**What the task asks**:
Which lines of the data below contain "trolling"? Please show them all.

**Entries shown**:
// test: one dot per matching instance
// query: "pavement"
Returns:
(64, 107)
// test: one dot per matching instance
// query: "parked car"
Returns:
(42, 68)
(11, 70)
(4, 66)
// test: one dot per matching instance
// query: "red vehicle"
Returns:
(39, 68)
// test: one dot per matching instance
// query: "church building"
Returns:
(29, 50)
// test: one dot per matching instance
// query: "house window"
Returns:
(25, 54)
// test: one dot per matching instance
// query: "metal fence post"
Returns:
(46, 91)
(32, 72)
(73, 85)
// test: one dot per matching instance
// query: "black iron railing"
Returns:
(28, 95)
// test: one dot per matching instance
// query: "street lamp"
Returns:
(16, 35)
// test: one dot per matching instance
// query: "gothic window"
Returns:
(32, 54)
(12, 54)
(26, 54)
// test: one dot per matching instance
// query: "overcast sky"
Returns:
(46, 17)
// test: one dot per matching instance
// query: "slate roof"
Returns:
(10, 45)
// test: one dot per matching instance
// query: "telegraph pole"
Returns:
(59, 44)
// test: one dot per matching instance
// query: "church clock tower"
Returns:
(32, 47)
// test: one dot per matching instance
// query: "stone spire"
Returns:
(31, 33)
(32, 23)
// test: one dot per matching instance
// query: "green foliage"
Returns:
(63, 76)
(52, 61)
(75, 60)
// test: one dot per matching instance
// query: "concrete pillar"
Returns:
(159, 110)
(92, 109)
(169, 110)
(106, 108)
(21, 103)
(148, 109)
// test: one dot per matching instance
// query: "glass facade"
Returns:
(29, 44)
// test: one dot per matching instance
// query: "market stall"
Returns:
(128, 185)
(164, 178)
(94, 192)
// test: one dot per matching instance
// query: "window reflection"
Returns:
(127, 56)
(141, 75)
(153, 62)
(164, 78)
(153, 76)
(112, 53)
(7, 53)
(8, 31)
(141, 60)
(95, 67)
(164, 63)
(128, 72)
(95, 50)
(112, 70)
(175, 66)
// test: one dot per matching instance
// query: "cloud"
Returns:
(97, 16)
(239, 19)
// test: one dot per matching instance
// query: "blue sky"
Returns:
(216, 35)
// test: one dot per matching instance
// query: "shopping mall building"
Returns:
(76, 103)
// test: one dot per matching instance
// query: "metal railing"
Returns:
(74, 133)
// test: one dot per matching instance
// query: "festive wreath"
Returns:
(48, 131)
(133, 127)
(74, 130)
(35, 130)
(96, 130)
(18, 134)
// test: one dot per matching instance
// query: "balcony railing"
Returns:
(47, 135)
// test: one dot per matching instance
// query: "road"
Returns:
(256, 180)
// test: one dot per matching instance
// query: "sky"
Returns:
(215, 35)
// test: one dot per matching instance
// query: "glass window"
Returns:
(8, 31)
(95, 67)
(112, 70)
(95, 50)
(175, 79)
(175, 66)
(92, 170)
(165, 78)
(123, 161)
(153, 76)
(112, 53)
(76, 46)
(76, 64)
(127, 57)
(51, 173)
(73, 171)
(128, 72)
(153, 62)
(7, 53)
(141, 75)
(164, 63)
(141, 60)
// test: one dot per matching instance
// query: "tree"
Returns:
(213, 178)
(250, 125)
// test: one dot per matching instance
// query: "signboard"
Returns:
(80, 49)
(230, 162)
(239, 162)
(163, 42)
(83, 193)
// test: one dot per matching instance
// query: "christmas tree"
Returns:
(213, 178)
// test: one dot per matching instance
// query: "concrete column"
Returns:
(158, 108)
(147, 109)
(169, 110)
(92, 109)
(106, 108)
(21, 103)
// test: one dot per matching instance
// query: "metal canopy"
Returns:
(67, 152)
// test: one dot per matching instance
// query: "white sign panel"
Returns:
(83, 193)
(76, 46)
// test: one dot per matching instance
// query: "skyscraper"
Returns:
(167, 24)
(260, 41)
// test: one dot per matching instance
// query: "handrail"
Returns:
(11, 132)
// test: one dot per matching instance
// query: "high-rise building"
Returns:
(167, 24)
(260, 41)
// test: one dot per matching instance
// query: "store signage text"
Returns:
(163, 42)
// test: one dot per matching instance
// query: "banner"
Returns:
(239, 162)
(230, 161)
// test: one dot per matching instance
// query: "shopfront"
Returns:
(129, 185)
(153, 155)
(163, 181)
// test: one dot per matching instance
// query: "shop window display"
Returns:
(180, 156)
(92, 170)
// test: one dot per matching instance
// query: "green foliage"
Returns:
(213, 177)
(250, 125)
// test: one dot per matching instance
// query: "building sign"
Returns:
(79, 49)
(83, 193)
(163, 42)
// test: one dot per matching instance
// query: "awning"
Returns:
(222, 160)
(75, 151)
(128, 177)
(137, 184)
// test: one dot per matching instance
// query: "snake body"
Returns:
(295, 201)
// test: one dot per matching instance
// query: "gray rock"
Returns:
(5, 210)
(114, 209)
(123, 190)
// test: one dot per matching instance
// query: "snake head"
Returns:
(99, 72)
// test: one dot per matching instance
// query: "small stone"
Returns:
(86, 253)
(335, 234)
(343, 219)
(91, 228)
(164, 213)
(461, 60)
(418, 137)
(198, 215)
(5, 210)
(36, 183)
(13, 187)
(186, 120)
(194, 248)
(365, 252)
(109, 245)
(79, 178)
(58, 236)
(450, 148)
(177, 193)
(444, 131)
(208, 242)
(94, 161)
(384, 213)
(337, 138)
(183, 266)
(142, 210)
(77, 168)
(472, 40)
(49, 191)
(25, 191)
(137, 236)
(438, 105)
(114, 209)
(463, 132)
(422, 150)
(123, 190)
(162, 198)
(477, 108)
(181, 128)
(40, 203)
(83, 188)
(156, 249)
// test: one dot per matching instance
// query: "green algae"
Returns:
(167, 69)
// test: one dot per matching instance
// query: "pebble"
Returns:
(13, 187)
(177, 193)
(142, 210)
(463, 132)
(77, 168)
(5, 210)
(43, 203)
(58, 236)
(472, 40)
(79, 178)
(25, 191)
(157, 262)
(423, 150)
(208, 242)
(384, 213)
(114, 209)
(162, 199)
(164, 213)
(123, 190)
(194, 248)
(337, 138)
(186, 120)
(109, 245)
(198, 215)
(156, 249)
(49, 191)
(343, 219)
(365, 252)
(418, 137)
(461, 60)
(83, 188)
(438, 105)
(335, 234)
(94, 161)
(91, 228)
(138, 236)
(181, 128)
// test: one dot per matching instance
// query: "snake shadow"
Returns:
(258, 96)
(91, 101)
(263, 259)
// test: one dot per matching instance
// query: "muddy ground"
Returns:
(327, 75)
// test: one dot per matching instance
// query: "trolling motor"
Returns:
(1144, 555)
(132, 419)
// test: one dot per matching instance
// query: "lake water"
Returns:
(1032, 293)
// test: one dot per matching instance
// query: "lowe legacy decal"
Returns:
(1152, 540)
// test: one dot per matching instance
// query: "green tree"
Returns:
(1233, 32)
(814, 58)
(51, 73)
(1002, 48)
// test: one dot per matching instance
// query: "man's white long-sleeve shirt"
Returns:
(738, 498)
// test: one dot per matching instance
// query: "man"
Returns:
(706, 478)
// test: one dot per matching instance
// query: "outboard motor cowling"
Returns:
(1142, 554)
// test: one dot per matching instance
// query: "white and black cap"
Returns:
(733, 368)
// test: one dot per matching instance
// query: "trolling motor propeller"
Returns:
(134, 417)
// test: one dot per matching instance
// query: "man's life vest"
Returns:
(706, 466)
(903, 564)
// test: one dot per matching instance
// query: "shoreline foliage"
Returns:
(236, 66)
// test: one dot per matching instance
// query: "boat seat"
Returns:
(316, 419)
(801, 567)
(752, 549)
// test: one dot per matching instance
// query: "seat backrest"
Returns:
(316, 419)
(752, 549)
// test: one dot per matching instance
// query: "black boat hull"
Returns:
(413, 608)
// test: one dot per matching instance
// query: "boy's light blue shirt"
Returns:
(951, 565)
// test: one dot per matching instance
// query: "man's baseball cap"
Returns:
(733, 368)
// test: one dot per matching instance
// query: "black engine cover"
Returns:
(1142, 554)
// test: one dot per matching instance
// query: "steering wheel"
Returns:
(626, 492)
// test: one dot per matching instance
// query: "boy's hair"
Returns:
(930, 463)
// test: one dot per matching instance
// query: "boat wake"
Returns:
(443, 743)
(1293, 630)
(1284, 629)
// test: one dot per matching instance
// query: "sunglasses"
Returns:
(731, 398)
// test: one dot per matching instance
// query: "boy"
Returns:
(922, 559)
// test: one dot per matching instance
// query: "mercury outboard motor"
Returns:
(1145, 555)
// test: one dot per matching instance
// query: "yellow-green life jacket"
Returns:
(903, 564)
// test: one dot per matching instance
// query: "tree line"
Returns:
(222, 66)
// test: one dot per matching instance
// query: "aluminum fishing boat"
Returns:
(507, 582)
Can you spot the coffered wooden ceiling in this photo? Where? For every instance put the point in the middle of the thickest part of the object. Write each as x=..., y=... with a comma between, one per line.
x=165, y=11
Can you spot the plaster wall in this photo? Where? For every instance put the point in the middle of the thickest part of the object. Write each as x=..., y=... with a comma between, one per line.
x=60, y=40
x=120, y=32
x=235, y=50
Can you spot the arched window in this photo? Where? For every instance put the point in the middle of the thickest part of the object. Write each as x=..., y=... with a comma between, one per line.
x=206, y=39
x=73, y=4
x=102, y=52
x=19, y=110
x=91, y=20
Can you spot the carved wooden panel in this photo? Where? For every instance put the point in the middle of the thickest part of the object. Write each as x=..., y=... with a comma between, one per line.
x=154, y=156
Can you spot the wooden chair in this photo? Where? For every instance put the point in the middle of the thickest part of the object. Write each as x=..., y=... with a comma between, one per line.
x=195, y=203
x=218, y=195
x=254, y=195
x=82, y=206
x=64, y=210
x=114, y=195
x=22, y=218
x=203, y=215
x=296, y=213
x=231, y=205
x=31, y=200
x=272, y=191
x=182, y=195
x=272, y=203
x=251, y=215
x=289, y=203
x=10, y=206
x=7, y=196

**Solution**:
// query: "trolling motor"
// query: "trolling motor propeller"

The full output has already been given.